**Task details:**
Condense the paragraph of the church urgency text that begins "An urgent purpose should always have a beneficiary" into a brief bulleted list of its main points.
--- start of Reading text ---
Urgency will be the key to your progress. Think about the “super-human” efforts that have been accomplished when time is of the essence. You get a call that a friend is dropping by and your family launches into a whirlwind of house cleaning that would have taken hours and not minutes to accomplish. A neighbor pounds on your door screaming that they need a ride to the E.R. as their child has been hurt. You drop everything and run. Urgency moves obstacles and keenly focuses the mind and senses on resolute actions. The church has lost that sense of urgency. In its absence, we slowly plod through actions and decisions more focused on the church bylaws than on those in our community who have an urgent need for our urgent purpose. As the pastor, creating a sense of urgency is your responsibility.
An urgent purpose should always have a beneficiary. Constructing a church building is not an urgent purpose, training workers is not an urgent purpose, raising money is not an urgent purpose -- they may be supporting efforts, but they are not the purpose. There has to be a face to our efforts. In many churches, we have lost that face. The only faces we see are the faces that we recognize but don’t really know -- the ones that show up every Sunday and sit for an hour without much interaction. Often, it’s not even their face -- it’s the back of their head we recognize. As you share your urgent purpose with your twelve champions, you must be able to describe in detail who you desire to serve. You must know their needs. If you have lost contact with those in need, go visit them. Take pictures of them. Write down their story. Capture the emotion of their challenging life, the emptiness they long to fill. Use these details as you relate the urgent purpose to your champions.
--- end of Reading text ---
--- start of Rows ---
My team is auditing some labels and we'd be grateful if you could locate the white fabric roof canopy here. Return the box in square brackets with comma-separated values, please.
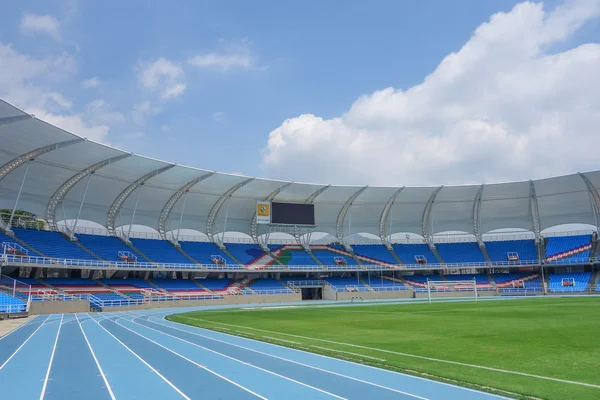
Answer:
[0, 100, 600, 242]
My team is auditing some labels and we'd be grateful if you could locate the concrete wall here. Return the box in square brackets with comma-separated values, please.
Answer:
[336, 289, 413, 300]
[103, 293, 302, 312]
[29, 300, 90, 315]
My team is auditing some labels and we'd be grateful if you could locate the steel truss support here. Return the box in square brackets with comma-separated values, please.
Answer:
[304, 185, 331, 204]
[0, 115, 33, 125]
[379, 186, 404, 250]
[578, 172, 600, 233]
[529, 181, 542, 244]
[206, 178, 255, 247]
[473, 185, 484, 247]
[421, 186, 444, 247]
[158, 172, 215, 244]
[65, 173, 93, 240]
[46, 153, 132, 231]
[106, 164, 175, 236]
[335, 186, 368, 250]
[250, 182, 293, 251]
[0, 138, 85, 180]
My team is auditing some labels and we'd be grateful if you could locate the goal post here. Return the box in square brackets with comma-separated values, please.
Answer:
[427, 278, 479, 303]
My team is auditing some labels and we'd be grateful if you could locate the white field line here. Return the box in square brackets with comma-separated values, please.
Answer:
[0, 315, 51, 370]
[105, 317, 268, 400]
[122, 317, 347, 400]
[40, 314, 65, 400]
[148, 319, 427, 400]
[180, 316, 600, 389]
[86, 314, 192, 400]
[310, 344, 386, 361]
[75, 314, 116, 400]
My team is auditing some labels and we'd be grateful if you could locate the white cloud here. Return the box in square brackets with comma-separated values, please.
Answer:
[261, 0, 600, 185]
[188, 39, 254, 71]
[20, 13, 60, 40]
[136, 57, 186, 100]
[0, 43, 118, 142]
[81, 77, 100, 89]
[131, 101, 162, 125]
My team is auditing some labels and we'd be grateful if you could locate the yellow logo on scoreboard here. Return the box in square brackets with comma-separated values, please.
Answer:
[256, 203, 271, 217]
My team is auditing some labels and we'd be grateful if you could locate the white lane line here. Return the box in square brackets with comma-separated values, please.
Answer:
[0, 315, 40, 340]
[75, 314, 116, 400]
[105, 314, 268, 400]
[180, 317, 600, 389]
[40, 314, 65, 400]
[310, 344, 386, 361]
[148, 317, 427, 400]
[86, 314, 192, 400]
[119, 318, 347, 400]
[0, 315, 51, 370]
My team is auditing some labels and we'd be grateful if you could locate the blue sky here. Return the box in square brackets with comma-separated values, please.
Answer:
[0, 0, 600, 184]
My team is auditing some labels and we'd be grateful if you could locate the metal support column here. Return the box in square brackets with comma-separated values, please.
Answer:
[8, 160, 32, 229]
[175, 190, 188, 243]
[69, 174, 92, 240]
[127, 184, 144, 240]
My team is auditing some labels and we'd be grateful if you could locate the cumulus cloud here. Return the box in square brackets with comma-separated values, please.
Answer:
[136, 57, 186, 100]
[20, 13, 60, 40]
[0, 43, 119, 142]
[262, 0, 600, 185]
[81, 77, 100, 89]
[188, 39, 255, 71]
[131, 101, 162, 125]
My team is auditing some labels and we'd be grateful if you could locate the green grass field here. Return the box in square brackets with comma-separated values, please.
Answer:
[168, 297, 600, 400]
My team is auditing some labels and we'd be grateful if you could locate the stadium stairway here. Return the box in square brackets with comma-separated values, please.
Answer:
[360, 278, 375, 292]
[312, 245, 395, 267]
[219, 246, 245, 265]
[96, 279, 134, 300]
[168, 244, 200, 265]
[119, 236, 154, 264]
[69, 232, 102, 260]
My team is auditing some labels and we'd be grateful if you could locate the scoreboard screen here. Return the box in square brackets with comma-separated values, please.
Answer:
[271, 202, 315, 225]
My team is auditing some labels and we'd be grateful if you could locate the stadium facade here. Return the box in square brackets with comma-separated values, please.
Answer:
[0, 97, 600, 313]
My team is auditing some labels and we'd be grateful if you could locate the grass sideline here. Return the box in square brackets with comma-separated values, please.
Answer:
[167, 297, 600, 400]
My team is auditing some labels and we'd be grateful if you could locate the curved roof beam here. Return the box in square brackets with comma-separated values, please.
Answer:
[0, 115, 33, 125]
[158, 172, 215, 240]
[473, 184, 484, 245]
[106, 164, 175, 236]
[421, 185, 444, 244]
[206, 178, 256, 245]
[0, 138, 85, 181]
[250, 182, 294, 248]
[379, 186, 404, 243]
[577, 172, 600, 232]
[335, 186, 368, 245]
[529, 181, 541, 243]
[304, 185, 331, 204]
[46, 153, 132, 230]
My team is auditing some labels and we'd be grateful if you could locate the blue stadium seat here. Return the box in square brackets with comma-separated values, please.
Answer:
[546, 235, 592, 264]
[13, 228, 98, 260]
[435, 242, 486, 264]
[131, 238, 192, 264]
[485, 240, 537, 262]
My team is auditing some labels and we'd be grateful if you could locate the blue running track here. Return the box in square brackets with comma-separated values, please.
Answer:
[0, 310, 504, 400]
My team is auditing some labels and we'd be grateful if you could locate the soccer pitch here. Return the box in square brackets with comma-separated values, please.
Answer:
[168, 297, 600, 400]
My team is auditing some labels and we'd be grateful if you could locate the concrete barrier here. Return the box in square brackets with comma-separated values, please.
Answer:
[29, 300, 90, 315]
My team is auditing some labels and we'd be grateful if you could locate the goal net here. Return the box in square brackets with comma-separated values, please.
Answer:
[427, 278, 478, 303]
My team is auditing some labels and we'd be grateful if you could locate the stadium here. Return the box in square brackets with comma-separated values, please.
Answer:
[0, 97, 600, 399]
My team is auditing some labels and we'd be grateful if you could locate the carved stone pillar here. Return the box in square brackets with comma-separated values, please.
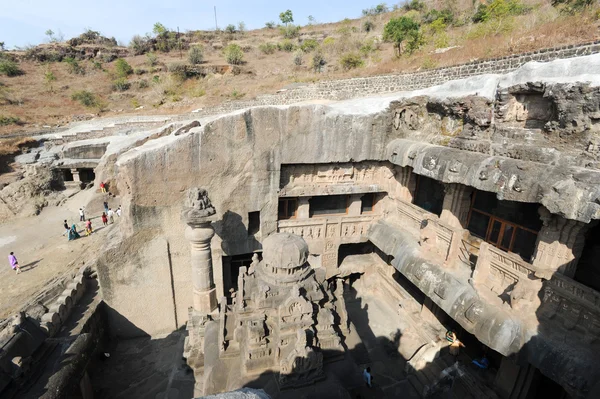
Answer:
[181, 188, 217, 314]
[440, 183, 473, 229]
[390, 167, 417, 203]
[296, 197, 311, 219]
[348, 194, 364, 216]
[71, 169, 81, 182]
[533, 211, 587, 279]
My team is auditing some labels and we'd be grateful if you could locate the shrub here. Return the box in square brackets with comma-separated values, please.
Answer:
[383, 17, 422, 55]
[225, 43, 244, 65]
[0, 59, 23, 76]
[300, 39, 319, 53]
[552, 0, 595, 14]
[323, 37, 335, 47]
[472, 0, 531, 23]
[363, 3, 389, 17]
[167, 62, 188, 80]
[423, 8, 454, 24]
[340, 53, 364, 70]
[113, 78, 131, 91]
[71, 90, 99, 107]
[312, 52, 327, 72]
[278, 40, 296, 53]
[188, 46, 204, 65]
[294, 50, 304, 66]
[279, 24, 301, 39]
[129, 35, 152, 55]
[146, 53, 158, 66]
[363, 21, 375, 32]
[64, 57, 85, 75]
[0, 115, 23, 126]
[279, 10, 294, 25]
[402, 0, 425, 11]
[258, 43, 277, 54]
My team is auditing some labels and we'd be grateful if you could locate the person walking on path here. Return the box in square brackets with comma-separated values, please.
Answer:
[69, 223, 81, 241]
[106, 208, 115, 224]
[8, 252, 21, 274]
[85, 219, 93, 236]
[363, 367, 373, 388]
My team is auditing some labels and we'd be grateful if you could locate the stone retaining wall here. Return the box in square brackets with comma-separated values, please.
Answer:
[178, 41, 600, 120]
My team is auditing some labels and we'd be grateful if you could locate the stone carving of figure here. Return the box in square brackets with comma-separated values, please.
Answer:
[181, 187, 216, 224]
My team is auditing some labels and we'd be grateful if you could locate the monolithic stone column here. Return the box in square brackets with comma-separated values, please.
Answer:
[440, 183, 473, 229]
[71, 169, 81, 182]
[532, 211, 587, 279]
[390, 166, 417, 202]
[181, 188, 217, 314]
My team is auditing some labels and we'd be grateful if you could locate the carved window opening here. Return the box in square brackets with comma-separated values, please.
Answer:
[79, 168, 96, 183]
[309, 195, 350, 218]
[360, 193, 377, 214]
[248, 211, 260, 236]
[62, 169, 73, 181]
[413, 175, 444, 216]
[467, 191, 542, 262]
[223, 252, 255, 292]
[277, 198, 298, 220]
[573, 224, 600, 291]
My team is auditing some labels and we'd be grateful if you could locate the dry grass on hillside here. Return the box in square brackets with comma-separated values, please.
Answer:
[0, 0, 599, 138]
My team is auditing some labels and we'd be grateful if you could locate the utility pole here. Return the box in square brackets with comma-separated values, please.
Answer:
[177, 26, 183, 59]
[215, 6, 219, 30]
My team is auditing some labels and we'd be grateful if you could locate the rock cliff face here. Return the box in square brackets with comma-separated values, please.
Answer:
[90, 56, 600, 340]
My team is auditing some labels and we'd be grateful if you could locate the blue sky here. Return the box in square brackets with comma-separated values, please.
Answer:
[0, 0, 384, 48]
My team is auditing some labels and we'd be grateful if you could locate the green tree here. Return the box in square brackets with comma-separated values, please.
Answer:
[44, 70, 56, 92]
[279, 10, 294, 26]
[552, 0, 595, 14]
[152, 22, 169, 36]
[188, 45, 204, 65]
[383, 17, 420, 56]
[115, 58, 133, 79]
[225, 43, 244, 65]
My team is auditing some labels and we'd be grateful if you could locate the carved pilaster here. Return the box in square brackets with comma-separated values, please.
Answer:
[181, 188, 217, 314]
[390, 167, 417, 203]
[533, 208, 587, 279]
[440, 183, 473, 229]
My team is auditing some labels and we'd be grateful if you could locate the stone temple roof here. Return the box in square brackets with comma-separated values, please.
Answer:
[263, 233, 308, 269]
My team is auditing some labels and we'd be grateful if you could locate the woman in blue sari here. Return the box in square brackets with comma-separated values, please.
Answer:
[69, 223, 81, 241]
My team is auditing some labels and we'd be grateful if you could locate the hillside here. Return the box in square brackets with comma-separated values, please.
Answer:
[0, 0, 600, 142]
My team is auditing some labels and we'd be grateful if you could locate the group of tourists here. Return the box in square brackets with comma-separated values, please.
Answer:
[69, 205, 123, 241]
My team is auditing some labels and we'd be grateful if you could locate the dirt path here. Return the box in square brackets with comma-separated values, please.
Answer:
[0, 189, 119, 319]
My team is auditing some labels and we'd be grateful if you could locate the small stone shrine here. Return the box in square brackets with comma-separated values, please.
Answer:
[187, 202, 344, 395]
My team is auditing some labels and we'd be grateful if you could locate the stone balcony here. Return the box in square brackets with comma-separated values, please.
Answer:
[368, 200, 600, 397]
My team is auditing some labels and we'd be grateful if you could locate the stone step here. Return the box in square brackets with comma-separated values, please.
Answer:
[406, 374, 425, 397]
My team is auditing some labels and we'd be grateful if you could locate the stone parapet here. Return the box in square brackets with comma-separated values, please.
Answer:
[172, 41, 600, 120]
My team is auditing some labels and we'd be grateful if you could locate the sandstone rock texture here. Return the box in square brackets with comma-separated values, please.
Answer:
[96, 56, 600, 340]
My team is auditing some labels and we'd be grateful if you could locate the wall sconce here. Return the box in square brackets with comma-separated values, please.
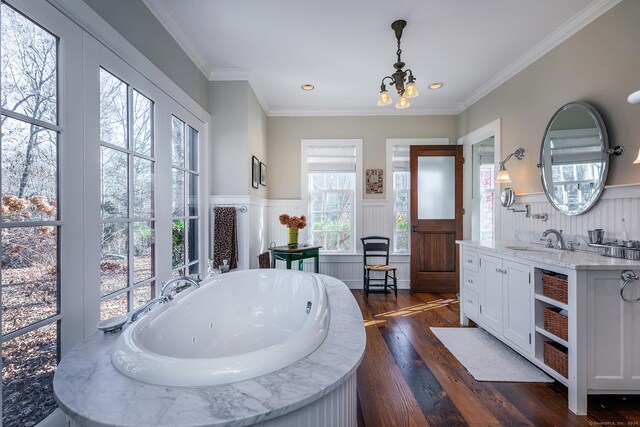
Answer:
[495, 148, 524, 184]
[627, 90, 640, 165]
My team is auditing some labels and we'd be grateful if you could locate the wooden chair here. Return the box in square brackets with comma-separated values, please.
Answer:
[360, 236, 398, 300]
[258, 251, 271, 268]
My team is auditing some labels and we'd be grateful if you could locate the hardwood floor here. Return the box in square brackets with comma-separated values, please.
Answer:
[353, 291, 640, 427]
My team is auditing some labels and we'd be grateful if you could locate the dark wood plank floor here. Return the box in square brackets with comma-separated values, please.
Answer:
[353, 291, 640, 427]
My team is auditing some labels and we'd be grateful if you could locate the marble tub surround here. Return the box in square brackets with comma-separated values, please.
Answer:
[456, 240, 640, 270]
[53, 275, 365, 426]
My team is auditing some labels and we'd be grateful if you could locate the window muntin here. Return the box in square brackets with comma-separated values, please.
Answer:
[0, 2, 60, 425]
[100, 68, 156, 319]
[309, 172, 356, 252]
[391, 144, 411, 253]
[171, 116, 200, 276]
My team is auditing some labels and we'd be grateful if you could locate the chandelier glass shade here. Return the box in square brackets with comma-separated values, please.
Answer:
[378, 19, 420, 109]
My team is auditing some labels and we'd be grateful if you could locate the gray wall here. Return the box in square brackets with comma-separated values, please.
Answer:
[209, 81, 271, 198]
[83, 0, 209, 110]
[267, 116, 456, 199]
[457, 0, 640, 193]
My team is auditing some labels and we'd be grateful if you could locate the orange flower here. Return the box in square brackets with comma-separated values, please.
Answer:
[278, 214, 307, 229]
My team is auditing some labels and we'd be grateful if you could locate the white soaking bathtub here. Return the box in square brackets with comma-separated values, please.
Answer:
[111, 269, 329, 387]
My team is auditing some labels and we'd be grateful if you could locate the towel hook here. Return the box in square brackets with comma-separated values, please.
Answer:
[620, 270, 640, 302]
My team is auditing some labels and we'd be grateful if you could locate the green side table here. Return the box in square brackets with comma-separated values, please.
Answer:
[269, 245, 322, 273]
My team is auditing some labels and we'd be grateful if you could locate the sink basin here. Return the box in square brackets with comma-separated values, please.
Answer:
[505, 246, 544, 251]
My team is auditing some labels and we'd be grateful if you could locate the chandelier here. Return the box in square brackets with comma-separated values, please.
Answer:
[378, 19, 419, 109]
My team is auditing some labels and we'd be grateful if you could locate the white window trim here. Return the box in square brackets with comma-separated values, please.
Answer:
[299, 139, 364, 255]
[386, 138, 450, 255]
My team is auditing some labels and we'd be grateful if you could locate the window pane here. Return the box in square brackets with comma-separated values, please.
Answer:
[133, 90, 153, 156]
[187, 173, 199, 216]
[133, 156, 154, 218]
[100, 147, 129, 218]
[171, 116, 184, 168]
[1, 116, 58, 222]
[100, 68, 128, 147]
[172, 169, 184, 216]
[0, 4, 58, 124]
[188, 126, 198, 171]
[2, 226, 58, 335]
[417, 156, 456, 219]
[2, 323, 58, 426]
[133, 221, 155, 283]
[100, 223, 129, 296]
[171, 220, 185, 268]
[187, 218, 198, 262]
[100, 292, 129, 321]
[133, 283, 153, 310]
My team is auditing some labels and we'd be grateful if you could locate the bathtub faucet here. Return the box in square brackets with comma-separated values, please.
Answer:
[160, 276, 200, 300]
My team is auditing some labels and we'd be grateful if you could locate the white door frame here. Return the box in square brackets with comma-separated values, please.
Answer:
[458, 118, 502, 240]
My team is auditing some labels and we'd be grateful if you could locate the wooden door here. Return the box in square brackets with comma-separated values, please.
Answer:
[410, 145, 464, 292]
--- end of Rows ---
**Full solution:**
- An urgent purpose must always have a beneficiary.
- Constructing a building, training workers, and raising money may support the effort, but none of them is the purpose.
- Many churches have lost sight of the faces behind their efforts and see mostly the familiar but little-known Sunday attendees, often only the backs of their heads.
- When sharing the urgent purpose with the twelve champions, the pastor must describe in detail who is to be served and know their needs.
- If contact with those in need has been lost, the pastor should visit them, take their pictures, write down their stories, and capture the emotion of their lives.
- These details should be used when relating the urgent purpose to the champions.